All the lines below need retyping exactly, apart from the images.

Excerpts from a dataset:
-- -- --
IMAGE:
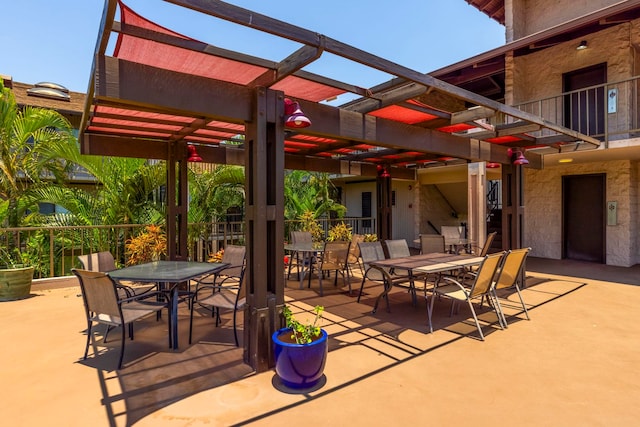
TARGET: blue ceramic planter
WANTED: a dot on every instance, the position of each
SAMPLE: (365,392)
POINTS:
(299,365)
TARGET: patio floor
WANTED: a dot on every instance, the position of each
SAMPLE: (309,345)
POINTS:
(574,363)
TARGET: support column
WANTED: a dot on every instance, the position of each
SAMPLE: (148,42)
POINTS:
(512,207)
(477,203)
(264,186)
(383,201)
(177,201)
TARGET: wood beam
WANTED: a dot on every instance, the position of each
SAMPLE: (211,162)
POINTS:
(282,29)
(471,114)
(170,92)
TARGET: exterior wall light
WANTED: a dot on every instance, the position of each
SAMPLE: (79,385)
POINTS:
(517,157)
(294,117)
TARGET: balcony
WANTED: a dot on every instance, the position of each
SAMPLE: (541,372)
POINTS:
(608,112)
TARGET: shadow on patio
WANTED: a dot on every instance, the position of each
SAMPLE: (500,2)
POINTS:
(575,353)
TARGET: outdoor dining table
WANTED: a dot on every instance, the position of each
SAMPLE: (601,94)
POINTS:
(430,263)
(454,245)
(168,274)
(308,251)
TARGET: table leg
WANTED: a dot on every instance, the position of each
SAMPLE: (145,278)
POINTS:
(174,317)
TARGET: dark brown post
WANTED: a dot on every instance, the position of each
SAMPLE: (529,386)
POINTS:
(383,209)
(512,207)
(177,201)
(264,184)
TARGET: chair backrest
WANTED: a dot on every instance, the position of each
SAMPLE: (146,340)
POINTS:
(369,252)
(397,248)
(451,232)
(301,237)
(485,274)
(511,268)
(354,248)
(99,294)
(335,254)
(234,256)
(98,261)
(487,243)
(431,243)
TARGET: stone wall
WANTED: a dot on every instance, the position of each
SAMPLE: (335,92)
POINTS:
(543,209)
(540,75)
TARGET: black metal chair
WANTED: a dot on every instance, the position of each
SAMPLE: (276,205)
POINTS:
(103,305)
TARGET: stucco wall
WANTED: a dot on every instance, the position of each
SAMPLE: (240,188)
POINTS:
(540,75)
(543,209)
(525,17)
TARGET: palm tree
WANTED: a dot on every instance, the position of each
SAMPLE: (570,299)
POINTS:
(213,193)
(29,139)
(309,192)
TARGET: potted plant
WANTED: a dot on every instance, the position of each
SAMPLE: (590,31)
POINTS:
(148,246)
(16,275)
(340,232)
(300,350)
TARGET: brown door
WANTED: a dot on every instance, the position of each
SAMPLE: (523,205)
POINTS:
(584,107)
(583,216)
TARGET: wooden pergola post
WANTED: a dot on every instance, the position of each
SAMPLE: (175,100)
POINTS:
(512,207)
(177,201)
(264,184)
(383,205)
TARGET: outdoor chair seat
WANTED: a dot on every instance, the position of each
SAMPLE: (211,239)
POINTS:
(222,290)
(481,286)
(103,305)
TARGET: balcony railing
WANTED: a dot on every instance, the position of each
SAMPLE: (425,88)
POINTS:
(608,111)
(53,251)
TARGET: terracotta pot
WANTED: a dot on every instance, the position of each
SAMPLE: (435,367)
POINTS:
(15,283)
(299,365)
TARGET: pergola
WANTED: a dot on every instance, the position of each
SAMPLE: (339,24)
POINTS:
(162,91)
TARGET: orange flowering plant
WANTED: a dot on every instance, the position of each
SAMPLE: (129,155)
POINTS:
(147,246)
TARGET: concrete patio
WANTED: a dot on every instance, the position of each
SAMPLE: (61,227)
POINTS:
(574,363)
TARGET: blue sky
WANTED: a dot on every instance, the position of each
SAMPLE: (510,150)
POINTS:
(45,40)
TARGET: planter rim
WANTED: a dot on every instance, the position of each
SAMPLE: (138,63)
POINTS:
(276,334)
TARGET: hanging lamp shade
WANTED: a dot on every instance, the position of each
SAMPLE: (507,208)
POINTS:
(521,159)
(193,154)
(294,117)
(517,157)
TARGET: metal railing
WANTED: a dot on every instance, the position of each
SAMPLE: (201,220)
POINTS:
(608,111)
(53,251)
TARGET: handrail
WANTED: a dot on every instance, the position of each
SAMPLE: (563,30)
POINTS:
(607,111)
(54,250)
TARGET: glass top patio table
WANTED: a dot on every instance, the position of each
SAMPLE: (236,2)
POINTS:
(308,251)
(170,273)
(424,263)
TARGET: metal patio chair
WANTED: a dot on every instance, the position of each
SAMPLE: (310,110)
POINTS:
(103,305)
-- -- --
### Written reply
IMAGE:
TARGET: blue ceramic planter
WANTED: a dot on every instance, the position of each
SAMPLE: (365,392)
POINTS:
(299,365)
TARGET: patio floor
WANTED: a dot on every instance, the position of each
SAMPLE: (309,345)
POINTS:
(574,363)
TARGET: support column
WANTED: a dot on every instance, the position of each
SAMPLE: (148,42)
POINTS:
(512,207)
(477,203)
(264,186)
(383,201)
(177,201)
TARGET: wood beam
WANTED: a dot on every instance, the position of each
SAMPLE: (211,162)
POINTS:
(282,29)
(471,114)
(170,92)
TARGET: exterior wall light
WANTED: a dot on every instance, the position of each
SAMPLE: (79,385)
POINTS:
(517,157)
(294,117)
TARGET: balcony
WANTED: a dot on every instance, the position of each
SAMPLE: (541,372)
POINTS:
(608,112)
TARGET: shadow on patio
WANTED: a dot on every instance, the position of each
SAMPLE: (500,2)
POINTS:
(575,353)
TARGET: outdoor dining table
WANTED: a dot on every instance, the position of each
SAMPLE: (601,94)
POINTS:
(430,263)
(454,245)
(168,274)
(308,251)
TARGET: table leg
WANTED: a dot on every instance, the position of each
SAMPLE: (145,278)
POINTS:
(174,317)
TARGET: dark brown post
WANTED: a dot on every instance, the position of each
SAMPLE: (529,386)
POINTS:
(383,209)
(512,207)
(177,201)
(264,184)
TARGET: chair backrest
WANTED: a dot on every instance, the position of each
SAMPLE: (146,340)
POINTS:
(369,252)
(397,248)
(451,232)
(301,237)
(485,274)
(511,268)
(354,248)
(99,294)
(335,254)
(234,256)
(98,261)
(487,243)
(431,243)
TARGET: stone wall
WANTED: a dot on every instance, the position of each
SAMPLE: (335,92)
POINTS:
(543,209)
(540,75)
TARGET: black metal chair
WANTED: a dot on every instance, the position of each
SAMPLE: (276,205)
POINTS:
(103,305)
TARGET: stucco wall
WANTED: a dot on every instance, the position of each
SAMPLE: (240,188)
POINTS:
(540,75)
(543,209)
(525,17)
TARGET: palm tree
WANTED: a dot on every instance, the position of each
SAMPLE: (570,299)
POINTS:
(213,193)
(29,139)
(309,192)
TARGET: potted plant
WANTED: a dot on every instance, the position of each
SAMPLE: (590,31)
POINTS:
(148,246)
(16,275)
(340,232)
(300,350)
TARGET: brown door
WANTED: a dot on every instance, the position of each
SAMPLE: (523,205)
POINTS:
(584,107)
(583,216)
TARGET: wooden pergola post
WANTED: a dot on every instance, the position of each
SAMPLE: (175,100)
POINTS:
(512,207)
(177,201)
(264,184)
(383,205)
TARGET: outdoor chair seat
WANTED: a dot on every instance, the position of each
SAMPLE: (211,239)
POINTS:
(222,290)
(481,286)
(103,305)
TARGET: balcony railing
WANTED: a dot on every instance, the position of each
SAMPLE: (425,88)
POINTS:
(608,111)
(53,251)
TARGET: terracotta pot
WANTED: a dot on every instance, the position of each
SAMPLE: (435,367)
POINTS:
(15,283)
(299,365)
TARGET: pergola
WANTED: a dot on every instance, the position of each
SAMPLE: (339,24)
POINTS:
(162,91)
TARGET: orange flowering plant
WANTED: a dot on every instance, the position of each
SAMPLE: (129,155)
POINTS:
(147,246)
TARGET: concrete patio
WANTED: a dot on every instance, the position of each
SAMPLE: (61,227)
POINTS:
(574,363)
TARGET: blue sky
WANTED: a dot on every instance, the position of each
SAMPLE: (510,150)
POINTS:
(45,40)
TARGET: planter rim
WANTED: a dot on every instance, the position of each
SAMPLE: (138,63)
POINTS:
(276,334)
TARGET: hanging lamp shade
WANTED: a dot on every instance, the position of each
SAMPLE: (507,208)
POINTS:
(521,159)
(193,154)
(294,117)
(517,157)
TARGET: metal railing
WANTED: a dot on every instance, the position of each
SAMPLE: (201,220)
POINTS:
(608,111)
(53,251)
TARGET: handrail
WANTED: a dot on every instance, the position of each
SAMPLE: (563,30)
POINTS:
(607,111)
(54,250)
TARGET: glass top patio table
WANTED: a dot on every instance, the position of each
SAMPLE: (236,2)
POINTS:
(308,251)
(170,273)
(424,263)
TARGET: metal patio chair
WANTED: a dot on every instance, the position of each
SAMPLE: (310,110)
POINTS:
(103,305)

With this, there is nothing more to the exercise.